Page text

Happy October! Let's Eat!

All things on earth point home in old October; sailors to sea, travelers to walls and fences, hunters to field and hollow and the long voice of the hounds, the lover to the love he has forsaken.
Thomas Wolfe

Happy October!
It's here whether we are ready for it or not! And with this, Halloween, Thanksgiving, Christmas, and a new year arrive in quick succession. Stephen Artist suggested yesterday that today's blog include some of my favorite stars recipes. As the autumn air begins to get a crispness, comfort food becomes the norm and as the party season descends upon us, get ready to start eating!

I'm going to begin with Al Roker's Spectacular Chili! (If you want to come over for dinner tomorrow night, I'll make this!)

Given records
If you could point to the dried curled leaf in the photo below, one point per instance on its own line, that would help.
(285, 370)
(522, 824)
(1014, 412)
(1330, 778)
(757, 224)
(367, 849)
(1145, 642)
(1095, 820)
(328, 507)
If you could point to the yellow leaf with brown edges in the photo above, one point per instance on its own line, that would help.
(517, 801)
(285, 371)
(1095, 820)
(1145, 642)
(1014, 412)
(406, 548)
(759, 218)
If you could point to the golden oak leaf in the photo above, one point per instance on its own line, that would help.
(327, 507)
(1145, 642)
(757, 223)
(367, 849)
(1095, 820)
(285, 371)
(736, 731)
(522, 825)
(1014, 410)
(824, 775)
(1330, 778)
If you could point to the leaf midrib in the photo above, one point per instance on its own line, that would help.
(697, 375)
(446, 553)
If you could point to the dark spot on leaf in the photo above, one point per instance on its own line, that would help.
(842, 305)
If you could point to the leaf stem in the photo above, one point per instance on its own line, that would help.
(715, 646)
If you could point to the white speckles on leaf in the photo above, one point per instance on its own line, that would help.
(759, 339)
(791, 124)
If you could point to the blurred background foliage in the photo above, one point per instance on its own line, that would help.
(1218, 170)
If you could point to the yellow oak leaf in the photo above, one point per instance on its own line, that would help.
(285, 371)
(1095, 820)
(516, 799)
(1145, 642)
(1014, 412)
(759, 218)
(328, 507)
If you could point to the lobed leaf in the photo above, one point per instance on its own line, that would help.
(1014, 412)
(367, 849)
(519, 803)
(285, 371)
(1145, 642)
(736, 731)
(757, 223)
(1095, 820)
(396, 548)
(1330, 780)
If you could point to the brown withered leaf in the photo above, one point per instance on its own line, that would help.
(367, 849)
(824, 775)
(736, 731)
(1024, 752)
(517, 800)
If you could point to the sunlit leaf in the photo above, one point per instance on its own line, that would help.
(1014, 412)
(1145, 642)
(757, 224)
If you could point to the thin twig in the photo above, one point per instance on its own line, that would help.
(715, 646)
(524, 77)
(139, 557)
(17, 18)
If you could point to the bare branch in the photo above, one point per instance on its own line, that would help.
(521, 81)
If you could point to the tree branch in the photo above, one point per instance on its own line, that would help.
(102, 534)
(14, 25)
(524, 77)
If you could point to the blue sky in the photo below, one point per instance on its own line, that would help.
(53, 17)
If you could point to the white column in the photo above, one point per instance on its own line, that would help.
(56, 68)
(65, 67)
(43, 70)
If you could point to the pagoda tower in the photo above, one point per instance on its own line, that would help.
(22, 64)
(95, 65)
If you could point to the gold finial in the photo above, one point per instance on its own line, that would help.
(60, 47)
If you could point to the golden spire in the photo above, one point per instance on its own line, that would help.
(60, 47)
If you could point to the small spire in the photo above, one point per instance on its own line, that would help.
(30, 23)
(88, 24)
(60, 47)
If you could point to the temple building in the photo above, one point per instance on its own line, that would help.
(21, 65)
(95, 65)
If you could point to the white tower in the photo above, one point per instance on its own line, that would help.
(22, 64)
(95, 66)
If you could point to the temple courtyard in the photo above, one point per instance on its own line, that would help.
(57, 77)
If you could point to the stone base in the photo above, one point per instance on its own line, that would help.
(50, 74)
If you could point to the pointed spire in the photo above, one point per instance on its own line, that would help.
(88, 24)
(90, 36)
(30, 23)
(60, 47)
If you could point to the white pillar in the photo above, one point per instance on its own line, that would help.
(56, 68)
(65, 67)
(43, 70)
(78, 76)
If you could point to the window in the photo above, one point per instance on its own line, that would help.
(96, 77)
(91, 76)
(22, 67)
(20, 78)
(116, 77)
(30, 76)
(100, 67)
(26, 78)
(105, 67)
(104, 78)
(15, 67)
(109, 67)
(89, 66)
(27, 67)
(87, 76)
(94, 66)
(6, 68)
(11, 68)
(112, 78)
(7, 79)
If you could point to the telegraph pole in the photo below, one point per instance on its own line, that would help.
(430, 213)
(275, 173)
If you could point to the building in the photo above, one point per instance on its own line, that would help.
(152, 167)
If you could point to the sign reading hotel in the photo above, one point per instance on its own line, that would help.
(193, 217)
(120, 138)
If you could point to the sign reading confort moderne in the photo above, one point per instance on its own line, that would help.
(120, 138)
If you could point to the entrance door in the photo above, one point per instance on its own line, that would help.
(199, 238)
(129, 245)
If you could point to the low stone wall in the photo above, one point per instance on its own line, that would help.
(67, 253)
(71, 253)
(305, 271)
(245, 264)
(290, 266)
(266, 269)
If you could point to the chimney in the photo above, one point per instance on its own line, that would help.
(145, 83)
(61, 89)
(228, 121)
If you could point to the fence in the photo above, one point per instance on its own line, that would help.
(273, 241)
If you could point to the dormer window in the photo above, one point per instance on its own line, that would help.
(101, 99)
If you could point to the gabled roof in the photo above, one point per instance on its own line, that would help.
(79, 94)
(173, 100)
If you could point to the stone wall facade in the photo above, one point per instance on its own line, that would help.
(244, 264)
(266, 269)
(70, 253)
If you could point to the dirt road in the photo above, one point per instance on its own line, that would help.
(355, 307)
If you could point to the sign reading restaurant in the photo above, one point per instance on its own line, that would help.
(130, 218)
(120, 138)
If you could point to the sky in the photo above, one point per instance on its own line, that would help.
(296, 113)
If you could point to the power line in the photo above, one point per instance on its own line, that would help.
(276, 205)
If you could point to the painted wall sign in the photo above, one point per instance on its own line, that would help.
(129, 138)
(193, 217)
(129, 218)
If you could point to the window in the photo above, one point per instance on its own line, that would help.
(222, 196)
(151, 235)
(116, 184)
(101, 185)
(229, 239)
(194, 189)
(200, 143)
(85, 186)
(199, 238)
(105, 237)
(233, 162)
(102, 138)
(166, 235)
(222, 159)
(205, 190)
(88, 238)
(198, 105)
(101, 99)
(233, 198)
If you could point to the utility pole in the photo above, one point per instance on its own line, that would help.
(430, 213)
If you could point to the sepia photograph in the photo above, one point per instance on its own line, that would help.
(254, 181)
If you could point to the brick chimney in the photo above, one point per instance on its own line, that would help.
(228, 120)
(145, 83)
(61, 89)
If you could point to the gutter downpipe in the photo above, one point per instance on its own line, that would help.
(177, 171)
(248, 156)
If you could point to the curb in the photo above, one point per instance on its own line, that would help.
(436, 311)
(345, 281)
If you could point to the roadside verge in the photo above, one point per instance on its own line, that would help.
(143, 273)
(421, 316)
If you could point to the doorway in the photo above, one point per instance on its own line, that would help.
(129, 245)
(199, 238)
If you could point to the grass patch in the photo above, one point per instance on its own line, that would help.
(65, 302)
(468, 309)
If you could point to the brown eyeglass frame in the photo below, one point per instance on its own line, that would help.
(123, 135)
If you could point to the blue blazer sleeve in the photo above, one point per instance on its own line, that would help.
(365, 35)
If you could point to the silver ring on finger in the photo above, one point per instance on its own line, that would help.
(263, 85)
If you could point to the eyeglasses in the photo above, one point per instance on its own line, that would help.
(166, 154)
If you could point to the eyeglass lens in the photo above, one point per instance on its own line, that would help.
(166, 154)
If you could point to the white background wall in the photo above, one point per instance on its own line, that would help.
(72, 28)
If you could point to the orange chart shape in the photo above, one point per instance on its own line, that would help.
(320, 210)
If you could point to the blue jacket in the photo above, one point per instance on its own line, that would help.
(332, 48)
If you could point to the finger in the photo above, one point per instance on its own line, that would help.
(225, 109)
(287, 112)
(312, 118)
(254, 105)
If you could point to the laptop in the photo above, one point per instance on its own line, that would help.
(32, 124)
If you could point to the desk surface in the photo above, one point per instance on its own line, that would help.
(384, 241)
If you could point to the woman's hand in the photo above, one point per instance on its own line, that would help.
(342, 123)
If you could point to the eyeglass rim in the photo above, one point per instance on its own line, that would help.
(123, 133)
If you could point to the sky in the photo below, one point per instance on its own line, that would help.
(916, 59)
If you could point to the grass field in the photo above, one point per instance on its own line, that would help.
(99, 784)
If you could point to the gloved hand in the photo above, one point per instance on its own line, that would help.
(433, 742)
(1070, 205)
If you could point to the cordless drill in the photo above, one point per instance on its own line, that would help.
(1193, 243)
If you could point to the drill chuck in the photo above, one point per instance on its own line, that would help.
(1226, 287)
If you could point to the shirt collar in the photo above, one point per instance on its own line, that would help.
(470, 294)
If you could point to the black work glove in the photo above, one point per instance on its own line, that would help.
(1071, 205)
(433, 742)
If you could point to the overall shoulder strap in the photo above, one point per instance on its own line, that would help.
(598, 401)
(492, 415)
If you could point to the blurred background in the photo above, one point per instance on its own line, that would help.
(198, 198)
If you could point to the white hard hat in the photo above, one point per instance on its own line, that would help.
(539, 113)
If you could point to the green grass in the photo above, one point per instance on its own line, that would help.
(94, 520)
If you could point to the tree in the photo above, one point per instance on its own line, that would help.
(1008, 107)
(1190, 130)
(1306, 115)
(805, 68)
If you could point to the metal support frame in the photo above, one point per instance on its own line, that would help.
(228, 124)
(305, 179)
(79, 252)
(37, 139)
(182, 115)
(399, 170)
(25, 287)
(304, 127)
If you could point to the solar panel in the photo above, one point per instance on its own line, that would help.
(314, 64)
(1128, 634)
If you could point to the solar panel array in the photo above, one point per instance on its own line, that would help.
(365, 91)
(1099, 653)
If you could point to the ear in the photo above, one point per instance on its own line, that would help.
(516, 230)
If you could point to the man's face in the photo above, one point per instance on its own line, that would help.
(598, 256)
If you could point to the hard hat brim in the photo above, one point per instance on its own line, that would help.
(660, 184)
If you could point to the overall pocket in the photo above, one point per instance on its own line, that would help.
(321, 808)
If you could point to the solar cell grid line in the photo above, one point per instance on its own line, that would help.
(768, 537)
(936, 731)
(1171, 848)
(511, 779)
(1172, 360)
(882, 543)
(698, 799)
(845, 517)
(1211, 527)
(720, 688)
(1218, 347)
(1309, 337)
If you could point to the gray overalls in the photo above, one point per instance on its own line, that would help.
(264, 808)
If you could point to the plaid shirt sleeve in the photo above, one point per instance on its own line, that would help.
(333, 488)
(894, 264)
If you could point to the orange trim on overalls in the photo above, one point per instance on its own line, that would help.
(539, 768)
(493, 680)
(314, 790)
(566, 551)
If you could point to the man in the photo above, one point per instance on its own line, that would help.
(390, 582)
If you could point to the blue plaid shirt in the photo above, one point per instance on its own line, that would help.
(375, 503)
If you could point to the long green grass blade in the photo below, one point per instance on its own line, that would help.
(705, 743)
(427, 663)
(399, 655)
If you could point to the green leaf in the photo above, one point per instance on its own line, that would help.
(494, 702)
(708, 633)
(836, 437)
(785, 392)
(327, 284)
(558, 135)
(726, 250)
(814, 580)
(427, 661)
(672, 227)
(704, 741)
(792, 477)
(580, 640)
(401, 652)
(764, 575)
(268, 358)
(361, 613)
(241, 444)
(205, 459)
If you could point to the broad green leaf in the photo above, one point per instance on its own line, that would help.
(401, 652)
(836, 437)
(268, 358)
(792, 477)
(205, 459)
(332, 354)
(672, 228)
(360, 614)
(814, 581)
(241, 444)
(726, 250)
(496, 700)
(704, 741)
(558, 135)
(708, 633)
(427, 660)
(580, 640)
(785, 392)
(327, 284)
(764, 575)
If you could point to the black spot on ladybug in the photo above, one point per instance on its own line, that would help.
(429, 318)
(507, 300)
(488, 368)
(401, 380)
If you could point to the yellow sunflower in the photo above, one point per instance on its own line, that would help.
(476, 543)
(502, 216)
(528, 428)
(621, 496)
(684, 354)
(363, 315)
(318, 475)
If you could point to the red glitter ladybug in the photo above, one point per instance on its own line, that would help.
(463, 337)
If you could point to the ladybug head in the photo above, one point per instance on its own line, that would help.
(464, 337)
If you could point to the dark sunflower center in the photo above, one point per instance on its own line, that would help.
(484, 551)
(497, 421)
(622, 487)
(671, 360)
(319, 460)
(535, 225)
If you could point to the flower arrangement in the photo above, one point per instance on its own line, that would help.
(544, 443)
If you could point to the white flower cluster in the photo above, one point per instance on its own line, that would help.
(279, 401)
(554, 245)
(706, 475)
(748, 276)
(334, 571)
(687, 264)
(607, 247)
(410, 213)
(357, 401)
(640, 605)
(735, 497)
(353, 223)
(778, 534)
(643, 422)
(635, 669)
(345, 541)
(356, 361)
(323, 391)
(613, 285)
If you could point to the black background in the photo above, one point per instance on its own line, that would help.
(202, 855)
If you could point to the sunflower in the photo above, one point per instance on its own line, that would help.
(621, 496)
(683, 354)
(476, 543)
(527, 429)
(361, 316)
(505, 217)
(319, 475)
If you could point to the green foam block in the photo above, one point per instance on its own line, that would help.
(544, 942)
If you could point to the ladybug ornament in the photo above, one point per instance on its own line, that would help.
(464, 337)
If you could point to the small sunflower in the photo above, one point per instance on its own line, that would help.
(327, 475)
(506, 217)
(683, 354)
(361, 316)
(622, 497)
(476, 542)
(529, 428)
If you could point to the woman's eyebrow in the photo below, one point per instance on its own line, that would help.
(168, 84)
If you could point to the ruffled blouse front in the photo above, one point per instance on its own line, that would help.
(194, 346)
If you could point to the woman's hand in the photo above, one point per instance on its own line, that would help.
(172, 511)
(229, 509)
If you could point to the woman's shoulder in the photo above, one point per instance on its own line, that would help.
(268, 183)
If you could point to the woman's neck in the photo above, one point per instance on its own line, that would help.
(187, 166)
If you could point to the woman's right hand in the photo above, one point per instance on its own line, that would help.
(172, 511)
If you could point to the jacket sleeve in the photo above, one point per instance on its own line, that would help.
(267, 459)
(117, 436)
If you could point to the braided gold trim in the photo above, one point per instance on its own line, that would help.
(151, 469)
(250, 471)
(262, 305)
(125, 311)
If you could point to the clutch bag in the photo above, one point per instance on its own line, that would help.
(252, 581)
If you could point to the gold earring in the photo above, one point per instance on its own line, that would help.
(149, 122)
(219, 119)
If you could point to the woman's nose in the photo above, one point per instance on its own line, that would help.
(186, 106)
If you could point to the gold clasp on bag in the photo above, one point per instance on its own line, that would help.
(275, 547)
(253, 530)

Set problem 1
Write out a stretch of the October blog post word for word, beginning at "Happy October! Let's" and stopping after "he has forsaken.".
Set problem 2
Which lines of the listing contain the word "sleeve"? Return every such line, treating uppercase and lowercase as different.
The October blog post and the listing come from unrelated sources.

Task result 1
Happy October! Let's Eat!

All things on earth point home in old October; sailors to sea, travelers to walls and fences, hunters to field and hollow and the long voice of the hounds, the lover to the love he has forsaken.

Task result 2
If you could point to the blue blazer sleeve in the photo above, one point per instance on its own line, that would help.
If you could point to the plaid shirt sleeve in the photo above, one point per instance on its own line, that would help.
If you could point to the jacket sleeve in the photo above, one point per instance on its own line, that would help.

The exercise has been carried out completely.